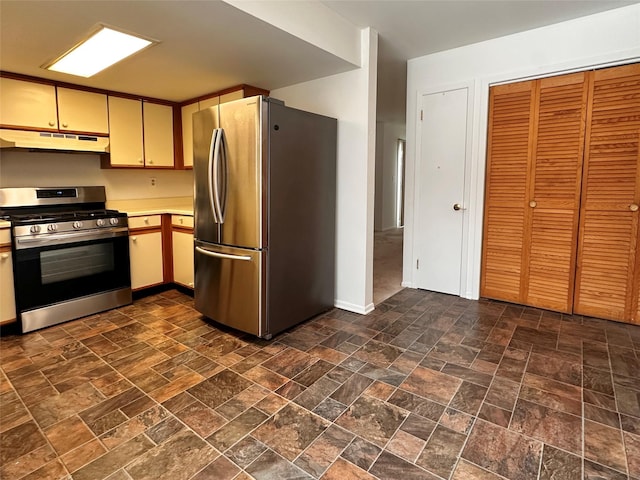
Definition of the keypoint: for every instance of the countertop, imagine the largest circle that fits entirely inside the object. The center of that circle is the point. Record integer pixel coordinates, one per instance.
(153, 206)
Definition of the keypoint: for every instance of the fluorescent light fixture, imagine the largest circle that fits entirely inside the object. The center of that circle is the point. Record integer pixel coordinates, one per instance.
(101, 50)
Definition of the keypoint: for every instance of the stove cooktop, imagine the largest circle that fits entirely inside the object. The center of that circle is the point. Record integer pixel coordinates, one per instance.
(49, 217)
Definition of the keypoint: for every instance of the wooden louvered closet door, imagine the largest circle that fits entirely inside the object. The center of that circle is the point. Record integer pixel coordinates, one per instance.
(608, 269)
(511, 109)
(551, 223)
(535, 147)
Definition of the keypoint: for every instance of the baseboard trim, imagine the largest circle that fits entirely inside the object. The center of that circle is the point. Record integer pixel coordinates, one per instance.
(352, 307)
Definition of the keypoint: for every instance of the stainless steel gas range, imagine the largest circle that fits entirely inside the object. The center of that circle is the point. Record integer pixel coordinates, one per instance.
(70, 254)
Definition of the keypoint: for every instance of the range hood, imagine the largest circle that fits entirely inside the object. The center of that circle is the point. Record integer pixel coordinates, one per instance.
(50, 141)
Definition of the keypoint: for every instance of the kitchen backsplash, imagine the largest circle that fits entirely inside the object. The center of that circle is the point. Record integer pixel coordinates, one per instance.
(40, 169)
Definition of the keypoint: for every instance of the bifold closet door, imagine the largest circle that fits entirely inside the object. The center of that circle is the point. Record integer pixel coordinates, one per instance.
(535, 149)
(551, 222)
(608, 269)
(511, 110)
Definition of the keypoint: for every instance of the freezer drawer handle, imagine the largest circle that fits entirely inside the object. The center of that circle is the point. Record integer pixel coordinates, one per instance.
(223, 255)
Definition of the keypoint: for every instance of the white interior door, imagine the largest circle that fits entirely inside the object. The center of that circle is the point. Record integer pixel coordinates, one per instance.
(440, 182)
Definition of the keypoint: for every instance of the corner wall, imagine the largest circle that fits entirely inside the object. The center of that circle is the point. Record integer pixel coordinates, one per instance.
(351, 98)
(597, 40)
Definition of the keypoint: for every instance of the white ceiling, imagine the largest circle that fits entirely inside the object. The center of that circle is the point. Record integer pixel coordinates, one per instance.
(210, 45)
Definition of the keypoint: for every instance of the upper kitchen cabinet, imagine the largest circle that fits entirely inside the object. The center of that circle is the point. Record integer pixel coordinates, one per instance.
(141, 134)
(158, 135)
(82, 111)
(31, 105)
(27, 105)
(196, 105)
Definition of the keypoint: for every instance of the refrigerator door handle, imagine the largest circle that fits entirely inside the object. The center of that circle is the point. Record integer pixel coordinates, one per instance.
(223, 255)
(210, 167)
(222, 199)
(218, 151)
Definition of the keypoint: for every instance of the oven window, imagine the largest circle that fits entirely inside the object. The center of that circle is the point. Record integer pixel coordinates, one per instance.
(75, 262)
(56, 273)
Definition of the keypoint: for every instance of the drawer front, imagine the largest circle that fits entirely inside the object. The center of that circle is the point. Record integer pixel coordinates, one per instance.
(185, 221)
(5, 236)
(145, 221)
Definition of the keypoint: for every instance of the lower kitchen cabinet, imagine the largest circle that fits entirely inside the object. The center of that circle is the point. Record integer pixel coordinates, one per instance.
(183, 258)
(7, 299)
(182, 249)
(145, 250)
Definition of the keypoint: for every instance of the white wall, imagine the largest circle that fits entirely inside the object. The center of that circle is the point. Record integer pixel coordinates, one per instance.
(597, 40)
(379, 197)
(351, 98)
(36, 169)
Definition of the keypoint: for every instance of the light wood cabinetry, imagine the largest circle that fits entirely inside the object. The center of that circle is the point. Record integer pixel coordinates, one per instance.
(158, 134)
(82, 111)
(31, 105)
(145, 251)
(141, 134)
(7, 299)
(125, 132)
(182, 249)
(563, 176)
(27, 104)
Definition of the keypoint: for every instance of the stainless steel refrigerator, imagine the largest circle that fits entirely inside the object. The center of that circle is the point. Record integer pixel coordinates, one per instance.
(264, 205)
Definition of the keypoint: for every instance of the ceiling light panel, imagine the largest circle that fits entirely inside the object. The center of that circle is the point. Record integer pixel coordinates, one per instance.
(101, 50)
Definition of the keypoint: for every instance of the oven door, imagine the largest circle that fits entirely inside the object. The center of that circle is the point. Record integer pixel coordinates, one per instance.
(61, 269)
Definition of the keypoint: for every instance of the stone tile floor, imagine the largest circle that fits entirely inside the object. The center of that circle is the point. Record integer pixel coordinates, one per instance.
(427, 386)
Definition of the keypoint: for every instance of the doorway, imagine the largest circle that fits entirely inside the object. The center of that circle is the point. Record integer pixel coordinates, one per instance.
(388, 236)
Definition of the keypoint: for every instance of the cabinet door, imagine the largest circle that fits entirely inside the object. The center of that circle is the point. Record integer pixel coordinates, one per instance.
(125, 132)
(27, 104)
(511, 111)
(187, 133)
(7, 299)
(183, 258)
(82, 111)
(607, 274)
(158, 135)
(145, 250)
(551, 220)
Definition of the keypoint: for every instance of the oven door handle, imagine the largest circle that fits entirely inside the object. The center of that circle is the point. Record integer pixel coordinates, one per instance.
(70, 237)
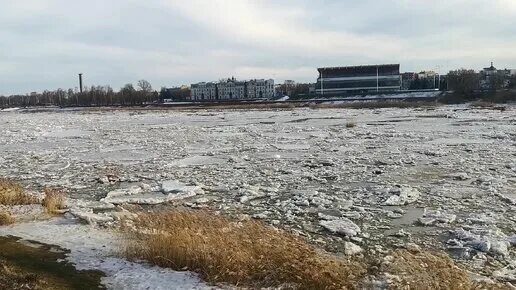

→ Problem to work on
Which lines in the records above contain the string "stainless"? Gather each such line in full, and treat uppercase and lowercase letters as different.

→ Answer for this exercise
Definition of the keypoint: for every instance of the stainless steel gas range, imagine the largest circle that fits entirely inside the object. The center of that circle is the point. Record integer pixel coordinates, one per instance.
Definition of the keypoint: for every instance of the stainless steel refrigerator, imagine the largest circle that fits entirely inside the object. The center of that circle is the point. Record integer pixel coordinates, one per instance.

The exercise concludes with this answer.